- _MATERIAL FOR THIS TASK_:
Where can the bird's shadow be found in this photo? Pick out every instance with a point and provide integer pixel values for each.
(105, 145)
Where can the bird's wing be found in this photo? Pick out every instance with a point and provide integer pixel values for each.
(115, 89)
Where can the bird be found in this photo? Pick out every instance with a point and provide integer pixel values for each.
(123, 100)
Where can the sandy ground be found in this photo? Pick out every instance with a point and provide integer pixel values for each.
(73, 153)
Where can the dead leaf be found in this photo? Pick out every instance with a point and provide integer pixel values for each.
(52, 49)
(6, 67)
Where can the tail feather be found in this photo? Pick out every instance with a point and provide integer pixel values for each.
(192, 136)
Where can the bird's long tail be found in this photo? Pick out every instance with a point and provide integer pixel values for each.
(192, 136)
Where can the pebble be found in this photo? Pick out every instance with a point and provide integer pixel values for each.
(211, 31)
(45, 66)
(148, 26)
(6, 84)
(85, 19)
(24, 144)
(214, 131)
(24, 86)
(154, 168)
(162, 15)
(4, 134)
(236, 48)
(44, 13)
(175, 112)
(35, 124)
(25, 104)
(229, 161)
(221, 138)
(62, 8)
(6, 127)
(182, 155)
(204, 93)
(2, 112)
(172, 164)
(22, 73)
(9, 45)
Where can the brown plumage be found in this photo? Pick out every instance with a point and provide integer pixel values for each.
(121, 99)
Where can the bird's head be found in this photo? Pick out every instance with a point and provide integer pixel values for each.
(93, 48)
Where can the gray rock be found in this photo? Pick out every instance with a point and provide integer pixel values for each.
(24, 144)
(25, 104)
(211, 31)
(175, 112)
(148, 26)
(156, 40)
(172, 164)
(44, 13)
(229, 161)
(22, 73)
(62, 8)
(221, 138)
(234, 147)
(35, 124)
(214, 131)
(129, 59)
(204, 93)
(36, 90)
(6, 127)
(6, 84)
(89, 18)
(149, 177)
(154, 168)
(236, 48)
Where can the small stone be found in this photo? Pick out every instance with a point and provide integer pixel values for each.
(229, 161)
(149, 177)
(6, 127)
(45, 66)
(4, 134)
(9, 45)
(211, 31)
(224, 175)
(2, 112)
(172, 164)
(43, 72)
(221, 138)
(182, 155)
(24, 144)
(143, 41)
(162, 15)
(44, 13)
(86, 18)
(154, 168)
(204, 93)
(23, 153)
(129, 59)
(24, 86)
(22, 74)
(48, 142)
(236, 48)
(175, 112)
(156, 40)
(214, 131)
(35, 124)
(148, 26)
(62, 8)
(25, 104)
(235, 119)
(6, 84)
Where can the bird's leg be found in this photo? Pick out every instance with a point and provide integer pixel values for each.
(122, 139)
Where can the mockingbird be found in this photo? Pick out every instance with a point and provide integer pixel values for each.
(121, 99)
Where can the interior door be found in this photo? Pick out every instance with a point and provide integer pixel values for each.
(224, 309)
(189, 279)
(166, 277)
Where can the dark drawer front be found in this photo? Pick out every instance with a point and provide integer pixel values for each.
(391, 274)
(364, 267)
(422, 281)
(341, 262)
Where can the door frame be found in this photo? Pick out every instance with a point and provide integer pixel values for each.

- _TASK STATEMENT_:
Restate the records, all of them, precisely as written.

- _TASK SOLUTION_:
Where can the bird's shadow be found in this photo? Pick out every instance with a point and provide integer pixel values for each.
(105, 145)
Where can the bird's wing be found in this photo? Pick out every instance with a point and provide integer pixel values for each.
(115, 89)
Where can the bird be found in this photo? Pick out every instance with a point and provide integer pixel values for each.
(123, 100)
Where can the sandy ground be found in this photo? Pick out every instance with a point and provide integer pixel values for each.
(73, 153)
Where can the dead leaf be found in this photo? Pick out every instance with a point and provide integer pixel values for each.
(52, 49)
(6, 67)
Where can the tail feather be found in this photo? Pick out every instance with a point and provide integer pixel values for each.
(192, 136)
Where can the bird's long tail be found in this photo? Pick out every instance with a point and provide integer pixel values for each.
(192, 136)
Where can the pebble be found in this photo? Pick out every instance with a point and provide integer pixel values for each.
(211, 31)
(45, 66)
(148, 26)
(6, 84)
(85, 19)
(24, 144)
(214, 131)
(24, 86)
(154, 168)
(162, 15)
(4, 134)
(236, 48)
(44, 13)
(175, 112)
(35, 124)
(25, 104)
(229, 161)
(221, 138)
(62, 8)
(6, 127)
(182, 155)
(204, 93)
(2, 112)
(172, 164)
(22, 73)
(9, 45)
Where can the brown plumage be found in this photo? Pick out every instance with a point and provide integer pixel values for each.
(121, 99)
Where can the bird's head be found in this photo? Pick out every instance with a point and provide integer pixel values for each.
(93, 48)
Where can the gray rock be found in this photo? Pick out every instance with a point and provide integer pixel values for each.
(24, 144)
(25, 104)
(211, 31)
(175, 112)
(148, 26)
(156, 40)
(172, 164)
(44, 13)
(229, 161)
(22, 73)
(62, 8)
(221, 138)
(234, 147)
(35, 124)
(214, 131)
(129, 59)
(204, 93)
(36, 90)
(6, 127)
(6, 84)
(89, 18)
(149, 177)
(154, 168)
(236, 48)
Where can the small stone be found in this photo? Pick out every instance with a point and provide integer pixel values for each.
(229, 161)
(149, 177)
(6, 127)
(45, 66)
(4, 134)
(9, 45)
(211, 31)
(224, 175)
(2, 112)
(172, 164)
(43, 72)
(221, 138)
(182, 155)
(24, 144)
(143, 41)
(162, 15)
(44, 13)
(86, 18)
(154, 168)
(204, 93)
(23, 153)
(129, 59)
(24, 86)
(22, 74)
(48, 142)
(236, 48)
(175, 112)
(156, 40)
(214, 131)
(35, 124)
(148, 26)
(62, 8)
(25, 104)
(235, 119)
(6, 84)
Where can the bird's leg be found in this photo? Pick out every instance with a point and provide integer pixel values for each.
(122, 139)
Where can the mockingbird be found in this photo? Pick out every instance with a point and provide integer pixel values for each.
(121, 99)
Where can the interior door be found in this photo? Pick out every instance with a point and provide integer pixel values for each.
(224, 309)
(189, 279)
(166, 277)
Where can the dark drawer front be found in this photo? Pick out every instance with a point and provide integer pixel values for each.
(391, 274)
(364, 267)
(422, 281)
(341, 262)
Where can the door frame be found in this photo? Pick out every instance with a point and provide integer pixel values for each.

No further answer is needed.